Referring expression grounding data
+++
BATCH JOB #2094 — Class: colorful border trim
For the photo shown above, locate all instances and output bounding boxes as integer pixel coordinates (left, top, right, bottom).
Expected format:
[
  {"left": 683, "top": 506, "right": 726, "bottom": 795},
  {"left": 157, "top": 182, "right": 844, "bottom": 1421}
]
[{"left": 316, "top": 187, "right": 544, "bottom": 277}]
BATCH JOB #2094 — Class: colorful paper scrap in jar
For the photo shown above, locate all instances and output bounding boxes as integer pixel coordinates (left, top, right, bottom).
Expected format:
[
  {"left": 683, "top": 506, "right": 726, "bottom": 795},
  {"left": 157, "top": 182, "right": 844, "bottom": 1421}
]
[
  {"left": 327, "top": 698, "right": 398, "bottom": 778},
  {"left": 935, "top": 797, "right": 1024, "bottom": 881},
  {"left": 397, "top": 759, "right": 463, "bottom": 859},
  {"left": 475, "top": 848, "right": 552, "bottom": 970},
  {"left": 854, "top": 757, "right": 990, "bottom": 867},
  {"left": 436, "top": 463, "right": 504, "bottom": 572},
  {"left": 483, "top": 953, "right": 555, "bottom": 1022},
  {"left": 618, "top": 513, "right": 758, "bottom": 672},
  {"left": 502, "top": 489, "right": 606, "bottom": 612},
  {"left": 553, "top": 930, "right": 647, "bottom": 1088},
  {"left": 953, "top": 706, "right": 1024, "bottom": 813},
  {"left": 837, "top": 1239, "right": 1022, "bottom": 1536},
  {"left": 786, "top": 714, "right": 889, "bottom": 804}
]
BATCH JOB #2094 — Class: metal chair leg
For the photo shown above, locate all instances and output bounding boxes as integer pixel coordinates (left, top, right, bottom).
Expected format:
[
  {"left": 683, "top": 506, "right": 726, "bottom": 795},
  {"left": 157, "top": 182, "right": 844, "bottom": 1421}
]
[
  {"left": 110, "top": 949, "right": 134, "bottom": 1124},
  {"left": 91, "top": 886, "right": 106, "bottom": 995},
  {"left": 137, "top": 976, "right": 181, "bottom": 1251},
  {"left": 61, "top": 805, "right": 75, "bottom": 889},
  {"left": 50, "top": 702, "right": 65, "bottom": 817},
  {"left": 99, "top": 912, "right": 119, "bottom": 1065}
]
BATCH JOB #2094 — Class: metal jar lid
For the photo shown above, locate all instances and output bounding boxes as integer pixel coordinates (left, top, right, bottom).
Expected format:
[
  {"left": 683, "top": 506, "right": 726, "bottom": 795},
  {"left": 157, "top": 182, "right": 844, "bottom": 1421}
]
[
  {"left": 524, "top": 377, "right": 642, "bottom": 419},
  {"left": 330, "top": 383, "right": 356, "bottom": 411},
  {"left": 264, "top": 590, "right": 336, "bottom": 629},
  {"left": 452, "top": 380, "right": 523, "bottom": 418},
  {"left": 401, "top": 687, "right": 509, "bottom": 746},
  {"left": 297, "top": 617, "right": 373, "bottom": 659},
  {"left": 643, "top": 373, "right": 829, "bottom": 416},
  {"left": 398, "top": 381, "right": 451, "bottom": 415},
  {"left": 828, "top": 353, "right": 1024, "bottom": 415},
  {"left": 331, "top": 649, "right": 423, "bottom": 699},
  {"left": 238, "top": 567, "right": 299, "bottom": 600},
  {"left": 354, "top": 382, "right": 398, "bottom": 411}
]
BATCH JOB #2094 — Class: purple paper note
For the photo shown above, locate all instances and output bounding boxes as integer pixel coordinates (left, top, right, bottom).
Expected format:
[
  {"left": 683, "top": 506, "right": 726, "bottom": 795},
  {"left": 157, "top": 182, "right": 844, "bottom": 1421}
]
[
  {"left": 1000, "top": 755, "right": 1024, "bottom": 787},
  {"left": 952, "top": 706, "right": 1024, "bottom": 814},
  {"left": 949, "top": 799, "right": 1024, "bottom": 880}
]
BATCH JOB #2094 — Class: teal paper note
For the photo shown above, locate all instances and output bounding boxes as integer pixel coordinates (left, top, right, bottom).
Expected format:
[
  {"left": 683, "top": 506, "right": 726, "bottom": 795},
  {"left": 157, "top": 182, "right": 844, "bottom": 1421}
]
+++
### PROBLEM REQUIREMENTS
Copy each line of the data that includes the word "metal".

### TASK SOLUTION
BATCH JOB #2094 — Class: metal chair leg
BATCH JOB #2094 — Class: metal jar lid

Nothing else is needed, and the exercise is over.